My Rating: 2 out of 5 stars

My Recommendation: SKIP IT. A cringe comedy that never coalesces and ends up being more incoherent than funny.

Friendship, written and directed by Andrew DeYoung and starring Tim Robinson and Paul Rudd, is a black comedy about Craig (Robinson), a social oddball who desperately yearns to be best buddies with his cool male neighbor, Austin (Rudd).

Prior to Friendship hitting theatres last May, the word on the street was that this movie was going to be a big hit and would be so enormous that it would resurrect the decidedly dormant genre of film comedy. Hell, there was even talk of Oscar nominations for both Rudd and Robinson.

The insider buzz was pretty intense there for a while…but then the movie came and went with barely a whimper – making no dent in the box office and even lesser impact in the culture. I didn’t even see it in the theatre and only caught it this week now that it’s streaming on HBO Max, or MAX, or whatever the hell they are calling the HBO/Warner Brothers streaming site nowadays.

Friendship had a lot going for it prior to me seeing it. First off, I really like Paul Rudd and think he’s very good at most everything he does. Secondly, I like Tim Robinson and find him to be funny in small servings. Since Rudd and Robinson are the stars of the movie this seemed to be a good formula for me.

Then I saw Friendship…and I must report that it is a terribly frustrating viewing experience.

I must admit up front that there are few moments where I laughed out loud at the film…no small accomplishment. But overall, the movie is, from both a comedy and cinema perspective, both structurally unsound and consistently incoherent.

The film tells the story of Craig, a suburbanite middle manager at a marketing firm, who becomes socially infatuated by his neighbor Austin, who is the weatherman at the local tv station.

Austin is everything Craig wishes he were…handsome, adventurous and charismatic. At first the friendship between Craig and Austin is great…until Craig shows his true awkward colors…then things go awry and fast.

The incoherence of the film is both structural and tonal. For example, for a film like this to work, Craig must be the comedy and Austin needs to be the straight man. But here Rudd, at first, plays Austin like he is his whacky character from Anchorman. Rudd’s performance is much too broad for it to work in this specific role, and it undermines the entirety of the movie.

Robinson’s Craig is essentially saturated in flop-sweat from the jump, and he’s very good at cringe comedy, but an hour and forty minutes of cringe is tough to take even for me, someone who digs cringe comedy.

Other issues persist throughout, like not being clear about the characters. For example…is Austin married? Apparently he is, but that information is withheld for a good period of time and then thrown into the mix well beyond the character’s introduction.

The same is true for Craig’s son…a character that is poorly defined and nothing but intrusive throughout.

Some bits in the film work very well, but others make no sense or fall flat, or both. There are flashes of funny but then there are missed opportunities where a joke or gag is sitting there waiting to be grasped and is left dying on the vine.

I would say that Friendship is in some ways just an extended version of Robinson’s cringe comedy sketch show, I Think You Should Leave, but without the comedic crispness and character commitment. It is reminiscent of two other failed spurned buddy/neighbor comedies…the Jim Carrey vehicle The Cable Guy and John Belushi’s final film, Neighbors.

* [Parts of the exercise]
a – Write out the part of the review starting with "The same is" and going on through "on the vine.".
b – Which actors does the review mention by name?
c – According to the review, what is Austin's job?
Answer from the review alone.

* [Dataset rows]
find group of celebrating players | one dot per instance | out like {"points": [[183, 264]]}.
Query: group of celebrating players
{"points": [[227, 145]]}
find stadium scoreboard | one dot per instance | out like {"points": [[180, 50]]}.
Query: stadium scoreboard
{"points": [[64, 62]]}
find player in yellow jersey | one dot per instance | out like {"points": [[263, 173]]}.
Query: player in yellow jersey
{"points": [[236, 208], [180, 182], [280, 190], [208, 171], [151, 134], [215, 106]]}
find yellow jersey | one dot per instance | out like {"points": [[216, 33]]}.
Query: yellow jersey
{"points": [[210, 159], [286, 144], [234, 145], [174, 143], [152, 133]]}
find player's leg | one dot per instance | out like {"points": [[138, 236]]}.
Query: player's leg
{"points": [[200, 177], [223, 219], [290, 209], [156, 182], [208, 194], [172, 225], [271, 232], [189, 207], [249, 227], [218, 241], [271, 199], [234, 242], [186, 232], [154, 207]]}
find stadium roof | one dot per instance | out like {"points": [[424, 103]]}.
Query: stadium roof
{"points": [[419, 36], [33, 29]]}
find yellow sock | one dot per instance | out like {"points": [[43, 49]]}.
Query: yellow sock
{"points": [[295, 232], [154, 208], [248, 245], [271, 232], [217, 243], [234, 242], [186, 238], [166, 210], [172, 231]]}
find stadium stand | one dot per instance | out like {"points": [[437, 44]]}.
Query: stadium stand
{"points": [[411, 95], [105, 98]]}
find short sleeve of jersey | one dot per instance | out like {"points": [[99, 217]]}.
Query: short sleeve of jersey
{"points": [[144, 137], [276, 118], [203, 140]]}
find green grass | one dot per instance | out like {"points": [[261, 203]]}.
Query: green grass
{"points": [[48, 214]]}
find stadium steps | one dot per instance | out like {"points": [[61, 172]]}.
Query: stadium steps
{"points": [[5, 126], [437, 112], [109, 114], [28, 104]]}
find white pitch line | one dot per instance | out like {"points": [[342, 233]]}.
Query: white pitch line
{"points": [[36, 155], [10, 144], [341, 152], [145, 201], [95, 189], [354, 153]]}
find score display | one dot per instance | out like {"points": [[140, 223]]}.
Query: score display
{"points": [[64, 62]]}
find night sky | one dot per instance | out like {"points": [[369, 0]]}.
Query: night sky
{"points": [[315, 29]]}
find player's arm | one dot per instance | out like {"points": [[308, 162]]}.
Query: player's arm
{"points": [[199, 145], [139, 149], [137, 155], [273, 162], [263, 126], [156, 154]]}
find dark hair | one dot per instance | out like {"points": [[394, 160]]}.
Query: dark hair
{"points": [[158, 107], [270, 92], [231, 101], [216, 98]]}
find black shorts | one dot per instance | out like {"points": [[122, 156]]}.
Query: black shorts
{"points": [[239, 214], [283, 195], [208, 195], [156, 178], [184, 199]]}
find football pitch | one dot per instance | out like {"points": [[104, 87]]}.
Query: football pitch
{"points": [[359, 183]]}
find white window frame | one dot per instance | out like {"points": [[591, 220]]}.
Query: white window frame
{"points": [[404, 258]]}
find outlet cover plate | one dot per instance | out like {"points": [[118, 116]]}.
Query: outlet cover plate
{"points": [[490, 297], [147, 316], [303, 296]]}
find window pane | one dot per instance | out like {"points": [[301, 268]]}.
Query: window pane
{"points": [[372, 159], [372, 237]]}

* [Results by task]
a –
The same is true for Craig’s son…a character that is poorly defined and nothing but intrusive throughout.

Some bits in the film work very well, but others make no sense or fall flat, or both. There are flashes of funny but then there are missed opportunities where a joke or gag is sitting there waiting to be grasped and is left dying on the vine.

b – Tim Robinson, Paul Rudd, Jim Carrey, John Belushi

c – He is the weatherman at the local TV station.